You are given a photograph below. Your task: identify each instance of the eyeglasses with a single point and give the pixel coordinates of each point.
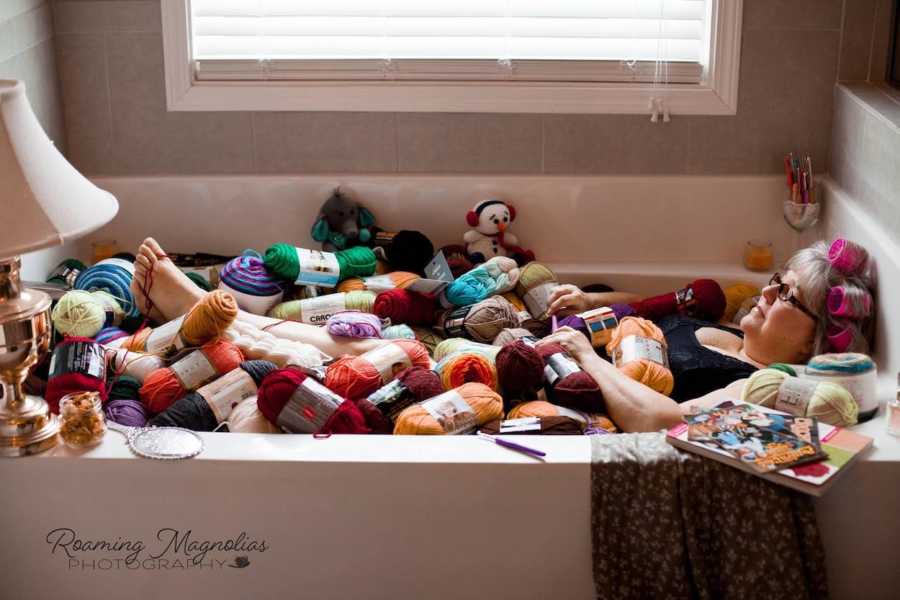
(786, 294)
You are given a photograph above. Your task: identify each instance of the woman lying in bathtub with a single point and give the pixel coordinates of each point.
(709, 362)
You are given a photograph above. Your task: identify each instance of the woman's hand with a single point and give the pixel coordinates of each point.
(567, 300)
(574, 342)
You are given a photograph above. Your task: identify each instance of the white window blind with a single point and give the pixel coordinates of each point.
(580, 40)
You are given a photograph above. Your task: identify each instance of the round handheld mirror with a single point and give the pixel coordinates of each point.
(163, 443)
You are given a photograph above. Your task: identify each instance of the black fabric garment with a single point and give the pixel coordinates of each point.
(698, 370)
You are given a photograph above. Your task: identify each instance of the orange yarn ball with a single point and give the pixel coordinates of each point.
(163, 387)
(416, 420)
(358, 376)
(649, 372)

WHAT YOU SHOULD DO: Reproduce every item above word for word, leaving out the picture.

FINAL RESULT:
You are given a photograph below. Your task: identify each instance of the eyeglasses with a single point and give the pixel coordinates of each point.
(786, 294)
You are given a photograph above. Your task: identify each instance of the woman lying in bathtub with a single point and give the pixel coordinates of each point.
(709, 362)
You are given a photograph above. Your task: identify each instance of the woman's hand with a single point and give the pixel coordinates of each point.
(567, 300)
(574, 342)
You are given a photograph above. Your task: identify each instance of the white window blind with a single point and give the pixel coordinates of each point.
(580, 40)
You are given a photograph above. Your task: identify each instance of the round handheld mirror with a single point and give the pixel coordinates of each point.
(163, 443)
You are given a photograph above. Your task: identify each instance of the black fabric garment with a single point and give the pixel coordinates of each point.
(698, 370)
You are given a photograph above. Your task: identify each instance of the orange yarn ball with a single point and give the pixel coordinates of each point.
(163, 387)
(416, 420)
(358, 376)
(649, 372)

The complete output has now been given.